→ PROBLEM DESCRIPTION:
Output each record below exactly, leaving any picture out of the copy.

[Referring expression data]
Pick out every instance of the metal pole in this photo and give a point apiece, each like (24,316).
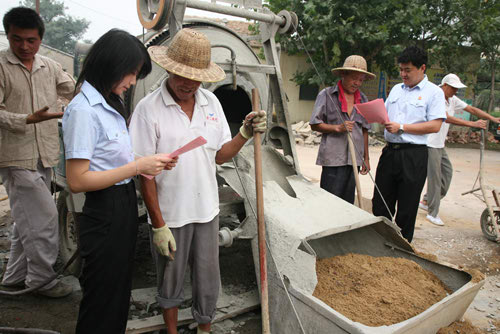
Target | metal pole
(264,294)
(355,171)
(483,186)
(245,13)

→ TASK ANSWER:
Pick out every instance of the metal pole in this photo and give a point apiece, each like (24,316).
Target | metal pole
(264,294)
(355,171)
(483,186)
(245,13)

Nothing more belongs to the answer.